TEXT BLOCK:
....
Alerting and Notifications for Self-Hosted Supabase

You've deployed self-hosted Supabase, configured monitoring with Prometheus and Grafana, and everything looks great. But what happens at 3 AM when your database runs out of connections or disk space fills up? Without proper alerting, you won't know until users start complaining.

This guide covers setting up production-grade alerting for self-hosted Supabase—from defining meaningful alert rules to routing notifications to Slack, Discord, PagerDuty, and email.

Why Alerting Matters for Self-Hosted Supabase

When you self-host Supabase, you take on operational responsibility that Supabase Cloud handles for you. The platform won't automatically notify you when:

PostgreSQL connections are exhausted
Disk usage exceeds safe thresholds
Realtime subscriptions spike beyond capacity
Long-running queries block other operations
Auth service response times degrade

Without alerts, these issues silently compound until they cause downtime. The goal isn't to eliminate all problems—it's to catch them before they impact users.

The Alerting Stack Architecture

Self-hosted Supabase monitoring typically uses this stack:

Supabase Services → Prometheus → Alertmanager → Notification Channels
                        ↓
                    Grafana (dashboards + optional alerting)
....
GIVEN RECORDS:
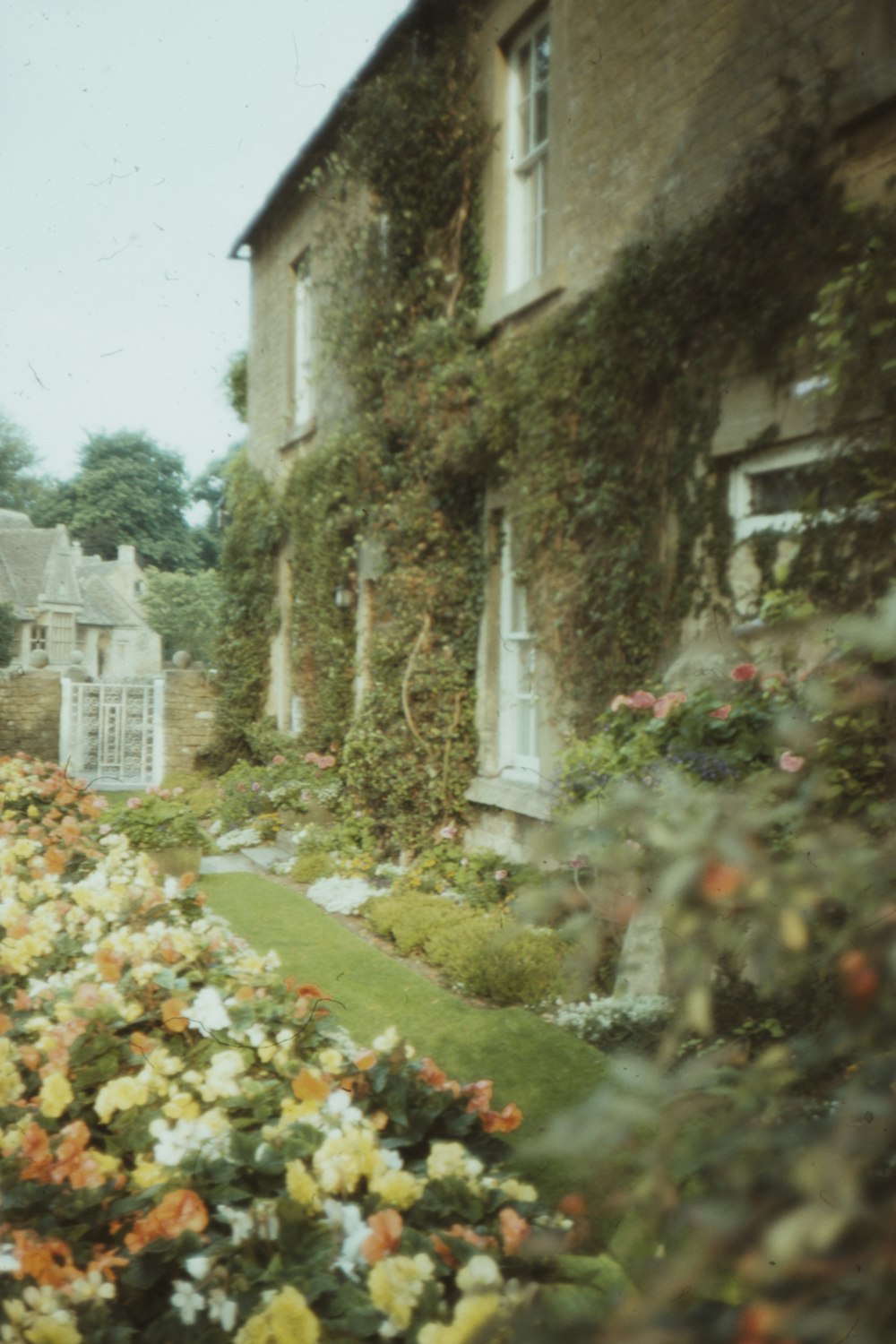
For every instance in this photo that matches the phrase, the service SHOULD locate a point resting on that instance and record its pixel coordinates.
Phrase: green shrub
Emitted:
(411, 919)
(517, 967)
(314, 865)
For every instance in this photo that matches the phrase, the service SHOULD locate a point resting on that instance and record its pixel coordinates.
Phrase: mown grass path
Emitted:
(543, 1069)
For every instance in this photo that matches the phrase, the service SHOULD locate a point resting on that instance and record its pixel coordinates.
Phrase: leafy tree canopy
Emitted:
(19, 487)
(185, 609)
(129, 489)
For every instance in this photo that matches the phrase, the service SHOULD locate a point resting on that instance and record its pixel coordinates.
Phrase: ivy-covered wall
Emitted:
(595, 419)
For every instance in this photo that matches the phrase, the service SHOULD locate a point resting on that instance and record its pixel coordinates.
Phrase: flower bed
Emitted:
(188, 1150)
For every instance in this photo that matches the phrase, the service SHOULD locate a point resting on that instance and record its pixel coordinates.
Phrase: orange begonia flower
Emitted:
(172, 1015)
(48, 1263)
(513, 1230)
(308, 1086)
(501, 1121)
(179, 1211)
(386, 1233)
(720, 881)
(479, 1094)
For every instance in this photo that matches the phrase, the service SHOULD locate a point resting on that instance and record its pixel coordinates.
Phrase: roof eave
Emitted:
(316, 150)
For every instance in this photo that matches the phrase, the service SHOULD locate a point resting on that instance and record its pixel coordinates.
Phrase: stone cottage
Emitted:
(611, 134)
(67, 604)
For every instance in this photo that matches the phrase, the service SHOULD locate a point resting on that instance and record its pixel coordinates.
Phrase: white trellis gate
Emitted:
(112, 733)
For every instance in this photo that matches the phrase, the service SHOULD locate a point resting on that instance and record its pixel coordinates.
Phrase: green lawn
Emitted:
(543, 1069)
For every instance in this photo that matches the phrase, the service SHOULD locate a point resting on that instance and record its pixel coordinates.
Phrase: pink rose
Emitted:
(667, 703)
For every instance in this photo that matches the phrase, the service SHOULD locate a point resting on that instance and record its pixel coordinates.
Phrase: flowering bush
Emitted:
(158, 819)
(190, 1152)
(718, 738)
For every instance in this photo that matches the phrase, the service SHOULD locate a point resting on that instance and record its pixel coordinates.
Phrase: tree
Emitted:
(185, 609)
(129, 489)
(19, 488)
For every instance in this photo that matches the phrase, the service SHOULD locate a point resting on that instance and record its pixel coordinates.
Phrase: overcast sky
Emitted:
(137, 137)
....
TASK SET:
**a)** Change "Slack" to "Microsoft Teams" in the Supabase alerting guide from "You've deployed self-hosted" to "PagerDuty, and email.", and give that span again.
**b)** In the typical stack in the Supabase alerting guide, which component sits between Prometheus and the notification channels?
The records are separate material, unrelated to the Supabase alerting guide.

ANSWERS FOR THE EXERCISE:
**a)**
You've deployed self-hosted Supabase, configured monitoring with Prometheus and Grafana, and everything looks great. But what happens at 3 AM when your database runs out of connections or disk space fills up? Without proper alerting, you won't know until users start complaining.

This guide covers setting up production-grade alerting for self-hosted Supabase—from defining meaningful alert rules to routing notifications to Microsoft Teams, Discord, PagerDuty, and email.

**b)** Alertmanager